§ Given exercise
Turn the lines below into a numbered list, starting from the first and going down through the one containing "[1080, 520]". Leave out any blank lines.
··········
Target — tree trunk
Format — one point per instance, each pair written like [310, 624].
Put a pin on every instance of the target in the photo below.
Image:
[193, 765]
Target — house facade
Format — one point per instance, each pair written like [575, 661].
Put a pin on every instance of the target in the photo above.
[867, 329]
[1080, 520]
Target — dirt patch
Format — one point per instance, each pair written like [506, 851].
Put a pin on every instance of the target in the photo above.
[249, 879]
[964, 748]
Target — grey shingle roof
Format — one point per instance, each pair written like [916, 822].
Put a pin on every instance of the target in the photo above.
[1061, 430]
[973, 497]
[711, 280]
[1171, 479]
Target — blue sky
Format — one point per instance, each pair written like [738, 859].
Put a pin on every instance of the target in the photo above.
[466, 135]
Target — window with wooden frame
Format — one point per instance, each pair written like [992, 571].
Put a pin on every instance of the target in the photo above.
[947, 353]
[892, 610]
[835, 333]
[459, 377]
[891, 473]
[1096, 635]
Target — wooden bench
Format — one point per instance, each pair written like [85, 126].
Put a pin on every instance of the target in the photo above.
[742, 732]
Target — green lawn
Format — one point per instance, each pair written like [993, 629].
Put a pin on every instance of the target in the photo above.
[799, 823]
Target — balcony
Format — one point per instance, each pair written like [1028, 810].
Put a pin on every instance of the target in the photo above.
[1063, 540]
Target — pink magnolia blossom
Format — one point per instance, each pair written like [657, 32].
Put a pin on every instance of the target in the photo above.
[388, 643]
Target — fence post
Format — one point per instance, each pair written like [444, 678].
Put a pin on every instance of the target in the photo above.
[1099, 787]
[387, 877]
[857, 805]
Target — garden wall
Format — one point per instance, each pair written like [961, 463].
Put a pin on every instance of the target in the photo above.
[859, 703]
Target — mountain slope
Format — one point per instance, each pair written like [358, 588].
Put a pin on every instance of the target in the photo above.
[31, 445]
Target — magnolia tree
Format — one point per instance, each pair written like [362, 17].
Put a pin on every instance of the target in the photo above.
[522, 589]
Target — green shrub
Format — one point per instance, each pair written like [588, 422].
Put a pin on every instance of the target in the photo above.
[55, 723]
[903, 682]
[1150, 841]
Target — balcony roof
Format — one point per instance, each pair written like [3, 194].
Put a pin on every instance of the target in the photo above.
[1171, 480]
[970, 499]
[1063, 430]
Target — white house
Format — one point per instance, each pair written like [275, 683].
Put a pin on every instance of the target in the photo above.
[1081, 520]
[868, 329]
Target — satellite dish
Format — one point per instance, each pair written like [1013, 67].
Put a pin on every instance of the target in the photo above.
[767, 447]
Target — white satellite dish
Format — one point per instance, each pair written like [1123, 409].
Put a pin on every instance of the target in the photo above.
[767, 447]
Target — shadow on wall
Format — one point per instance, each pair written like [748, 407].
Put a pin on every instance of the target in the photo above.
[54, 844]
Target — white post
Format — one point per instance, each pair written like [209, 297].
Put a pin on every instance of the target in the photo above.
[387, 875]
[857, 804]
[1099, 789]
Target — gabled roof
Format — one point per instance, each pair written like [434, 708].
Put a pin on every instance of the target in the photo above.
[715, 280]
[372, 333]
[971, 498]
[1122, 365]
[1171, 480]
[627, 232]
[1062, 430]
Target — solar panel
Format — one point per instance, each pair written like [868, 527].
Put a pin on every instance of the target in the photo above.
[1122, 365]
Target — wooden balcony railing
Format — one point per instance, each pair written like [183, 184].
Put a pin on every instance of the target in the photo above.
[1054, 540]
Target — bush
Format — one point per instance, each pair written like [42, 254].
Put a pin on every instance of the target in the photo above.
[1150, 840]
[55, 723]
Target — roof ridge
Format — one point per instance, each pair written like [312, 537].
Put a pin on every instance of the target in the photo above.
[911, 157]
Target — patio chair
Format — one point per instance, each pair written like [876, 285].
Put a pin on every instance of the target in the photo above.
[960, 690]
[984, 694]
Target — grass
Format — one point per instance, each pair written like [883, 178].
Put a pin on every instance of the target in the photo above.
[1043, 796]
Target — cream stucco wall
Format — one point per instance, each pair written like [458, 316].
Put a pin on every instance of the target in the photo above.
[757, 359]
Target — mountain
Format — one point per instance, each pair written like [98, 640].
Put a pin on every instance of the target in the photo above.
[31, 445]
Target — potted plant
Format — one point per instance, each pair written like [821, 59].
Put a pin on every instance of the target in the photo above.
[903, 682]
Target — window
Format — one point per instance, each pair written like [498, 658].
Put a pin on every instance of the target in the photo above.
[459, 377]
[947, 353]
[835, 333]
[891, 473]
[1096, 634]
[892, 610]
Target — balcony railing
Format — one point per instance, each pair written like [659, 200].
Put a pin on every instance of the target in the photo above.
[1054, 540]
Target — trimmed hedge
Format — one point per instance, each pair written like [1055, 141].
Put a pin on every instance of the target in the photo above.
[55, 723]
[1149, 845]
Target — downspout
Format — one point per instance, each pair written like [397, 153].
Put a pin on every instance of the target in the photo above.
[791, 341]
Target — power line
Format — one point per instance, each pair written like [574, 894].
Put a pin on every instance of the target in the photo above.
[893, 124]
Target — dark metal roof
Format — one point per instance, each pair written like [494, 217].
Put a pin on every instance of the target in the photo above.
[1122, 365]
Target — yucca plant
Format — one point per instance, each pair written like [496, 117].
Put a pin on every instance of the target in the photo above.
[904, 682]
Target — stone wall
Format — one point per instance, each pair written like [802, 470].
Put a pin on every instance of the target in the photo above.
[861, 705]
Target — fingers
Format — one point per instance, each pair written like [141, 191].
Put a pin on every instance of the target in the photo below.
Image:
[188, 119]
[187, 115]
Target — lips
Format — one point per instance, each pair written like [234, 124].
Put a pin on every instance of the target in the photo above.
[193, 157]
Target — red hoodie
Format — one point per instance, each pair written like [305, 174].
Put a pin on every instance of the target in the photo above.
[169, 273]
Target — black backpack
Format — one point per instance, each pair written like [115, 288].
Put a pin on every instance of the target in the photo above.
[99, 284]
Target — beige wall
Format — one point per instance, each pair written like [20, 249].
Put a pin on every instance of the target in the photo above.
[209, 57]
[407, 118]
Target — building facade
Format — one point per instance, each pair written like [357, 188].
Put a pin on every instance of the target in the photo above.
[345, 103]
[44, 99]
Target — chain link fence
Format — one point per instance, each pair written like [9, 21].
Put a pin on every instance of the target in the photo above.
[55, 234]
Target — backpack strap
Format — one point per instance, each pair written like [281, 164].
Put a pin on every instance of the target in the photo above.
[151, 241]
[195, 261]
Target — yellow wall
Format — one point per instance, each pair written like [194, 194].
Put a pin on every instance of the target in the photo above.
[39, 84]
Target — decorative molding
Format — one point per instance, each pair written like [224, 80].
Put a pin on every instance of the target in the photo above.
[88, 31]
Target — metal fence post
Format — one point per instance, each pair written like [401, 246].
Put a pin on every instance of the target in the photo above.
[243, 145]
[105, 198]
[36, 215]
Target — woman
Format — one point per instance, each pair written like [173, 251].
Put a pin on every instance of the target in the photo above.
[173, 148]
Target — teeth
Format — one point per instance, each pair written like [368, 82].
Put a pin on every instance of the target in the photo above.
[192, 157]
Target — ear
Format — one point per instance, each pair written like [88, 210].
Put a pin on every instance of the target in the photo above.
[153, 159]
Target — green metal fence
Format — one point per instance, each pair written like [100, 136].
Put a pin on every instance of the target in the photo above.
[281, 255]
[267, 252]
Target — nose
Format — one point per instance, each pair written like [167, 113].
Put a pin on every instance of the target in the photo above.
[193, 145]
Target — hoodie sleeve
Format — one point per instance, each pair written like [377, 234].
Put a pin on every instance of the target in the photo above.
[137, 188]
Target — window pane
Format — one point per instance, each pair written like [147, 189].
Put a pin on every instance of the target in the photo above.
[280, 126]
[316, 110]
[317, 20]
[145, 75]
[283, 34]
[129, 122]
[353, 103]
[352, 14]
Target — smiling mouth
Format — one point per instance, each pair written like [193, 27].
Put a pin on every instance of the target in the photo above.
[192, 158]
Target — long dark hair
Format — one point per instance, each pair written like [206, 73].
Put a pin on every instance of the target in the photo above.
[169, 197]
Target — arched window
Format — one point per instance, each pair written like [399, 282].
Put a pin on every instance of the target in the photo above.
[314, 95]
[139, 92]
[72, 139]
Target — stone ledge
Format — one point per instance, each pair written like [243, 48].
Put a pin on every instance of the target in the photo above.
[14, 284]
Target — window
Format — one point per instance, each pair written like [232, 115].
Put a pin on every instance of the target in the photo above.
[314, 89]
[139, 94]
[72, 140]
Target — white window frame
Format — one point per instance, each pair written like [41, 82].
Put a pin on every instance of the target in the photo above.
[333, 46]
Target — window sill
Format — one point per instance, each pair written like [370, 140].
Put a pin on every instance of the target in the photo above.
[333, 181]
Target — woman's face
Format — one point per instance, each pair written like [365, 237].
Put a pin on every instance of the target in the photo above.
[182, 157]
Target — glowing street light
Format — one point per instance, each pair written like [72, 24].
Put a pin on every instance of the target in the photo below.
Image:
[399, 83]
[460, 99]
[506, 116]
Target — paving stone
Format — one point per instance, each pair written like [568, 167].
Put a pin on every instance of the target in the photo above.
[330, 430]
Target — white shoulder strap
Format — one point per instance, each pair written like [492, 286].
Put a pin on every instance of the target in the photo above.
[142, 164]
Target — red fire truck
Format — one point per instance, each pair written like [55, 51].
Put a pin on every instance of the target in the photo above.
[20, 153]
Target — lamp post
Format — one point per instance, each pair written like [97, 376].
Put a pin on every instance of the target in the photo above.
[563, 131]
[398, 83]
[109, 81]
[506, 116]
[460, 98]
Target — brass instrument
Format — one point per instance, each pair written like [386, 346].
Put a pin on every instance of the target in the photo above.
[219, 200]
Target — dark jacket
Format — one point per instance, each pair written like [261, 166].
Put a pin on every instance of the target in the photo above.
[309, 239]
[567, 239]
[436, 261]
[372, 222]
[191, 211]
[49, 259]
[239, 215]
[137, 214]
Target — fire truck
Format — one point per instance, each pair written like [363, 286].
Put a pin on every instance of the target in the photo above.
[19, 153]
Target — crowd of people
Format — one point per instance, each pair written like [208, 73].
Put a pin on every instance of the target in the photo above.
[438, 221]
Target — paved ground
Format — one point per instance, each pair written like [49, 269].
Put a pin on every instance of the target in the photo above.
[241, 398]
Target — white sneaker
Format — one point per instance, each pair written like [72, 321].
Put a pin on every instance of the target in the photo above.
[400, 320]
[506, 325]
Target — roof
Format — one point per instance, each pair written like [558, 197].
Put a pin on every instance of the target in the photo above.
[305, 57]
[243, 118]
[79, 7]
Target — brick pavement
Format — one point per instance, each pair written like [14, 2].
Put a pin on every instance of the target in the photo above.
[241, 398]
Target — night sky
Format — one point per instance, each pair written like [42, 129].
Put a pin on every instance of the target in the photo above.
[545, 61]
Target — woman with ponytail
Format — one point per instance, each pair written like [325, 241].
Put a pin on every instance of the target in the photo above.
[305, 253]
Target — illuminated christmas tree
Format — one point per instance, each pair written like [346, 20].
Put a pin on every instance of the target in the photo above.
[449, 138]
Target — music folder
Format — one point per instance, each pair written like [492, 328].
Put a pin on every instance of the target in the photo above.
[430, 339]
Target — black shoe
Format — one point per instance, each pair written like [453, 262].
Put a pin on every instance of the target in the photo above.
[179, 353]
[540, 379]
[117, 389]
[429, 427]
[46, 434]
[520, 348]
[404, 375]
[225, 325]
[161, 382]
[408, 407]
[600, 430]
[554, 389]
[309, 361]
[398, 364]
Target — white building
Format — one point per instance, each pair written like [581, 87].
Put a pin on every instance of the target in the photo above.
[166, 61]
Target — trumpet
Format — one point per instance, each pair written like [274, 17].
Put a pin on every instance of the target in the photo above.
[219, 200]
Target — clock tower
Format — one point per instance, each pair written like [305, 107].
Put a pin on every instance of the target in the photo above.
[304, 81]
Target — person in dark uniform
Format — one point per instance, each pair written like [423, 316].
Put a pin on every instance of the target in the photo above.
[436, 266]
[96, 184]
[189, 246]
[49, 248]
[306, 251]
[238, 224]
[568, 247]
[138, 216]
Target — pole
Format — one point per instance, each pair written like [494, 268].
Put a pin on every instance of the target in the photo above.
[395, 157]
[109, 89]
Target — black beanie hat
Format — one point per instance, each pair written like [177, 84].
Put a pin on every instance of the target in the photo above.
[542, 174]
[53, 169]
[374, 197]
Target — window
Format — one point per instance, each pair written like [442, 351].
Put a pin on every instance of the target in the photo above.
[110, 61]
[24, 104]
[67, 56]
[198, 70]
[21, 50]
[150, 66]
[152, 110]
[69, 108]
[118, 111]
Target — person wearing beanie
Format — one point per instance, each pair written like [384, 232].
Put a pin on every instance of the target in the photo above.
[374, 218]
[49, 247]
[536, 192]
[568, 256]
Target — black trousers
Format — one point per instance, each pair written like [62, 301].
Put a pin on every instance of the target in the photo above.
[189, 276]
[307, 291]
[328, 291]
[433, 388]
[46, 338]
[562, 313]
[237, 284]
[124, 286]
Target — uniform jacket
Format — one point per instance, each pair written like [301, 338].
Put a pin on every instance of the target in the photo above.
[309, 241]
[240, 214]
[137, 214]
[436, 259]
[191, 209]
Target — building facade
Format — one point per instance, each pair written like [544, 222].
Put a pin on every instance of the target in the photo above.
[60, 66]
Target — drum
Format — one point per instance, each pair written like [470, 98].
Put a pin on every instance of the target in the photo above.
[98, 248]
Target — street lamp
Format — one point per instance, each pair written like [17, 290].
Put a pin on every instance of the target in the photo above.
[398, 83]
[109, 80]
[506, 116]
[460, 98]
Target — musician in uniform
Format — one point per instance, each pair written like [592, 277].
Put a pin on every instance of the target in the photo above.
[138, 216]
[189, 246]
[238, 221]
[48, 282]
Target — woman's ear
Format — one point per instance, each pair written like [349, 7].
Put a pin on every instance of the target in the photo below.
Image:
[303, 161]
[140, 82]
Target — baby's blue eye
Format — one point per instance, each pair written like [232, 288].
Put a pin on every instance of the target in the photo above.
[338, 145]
··········
§ Answer in full
1. Target — tree trunk
2. Format — one point per instance, each pair written like [310, 624].
3. Put a pin on every instance of the target in the photo below.
4. Image:
5. [193, 765]
6. Target — house facade
7. Format — one point per instance, each pair written like [575, 661].
8. Put a pin on every instance of the target in the photo above.
9. [867, 329]
10. [1080, 520]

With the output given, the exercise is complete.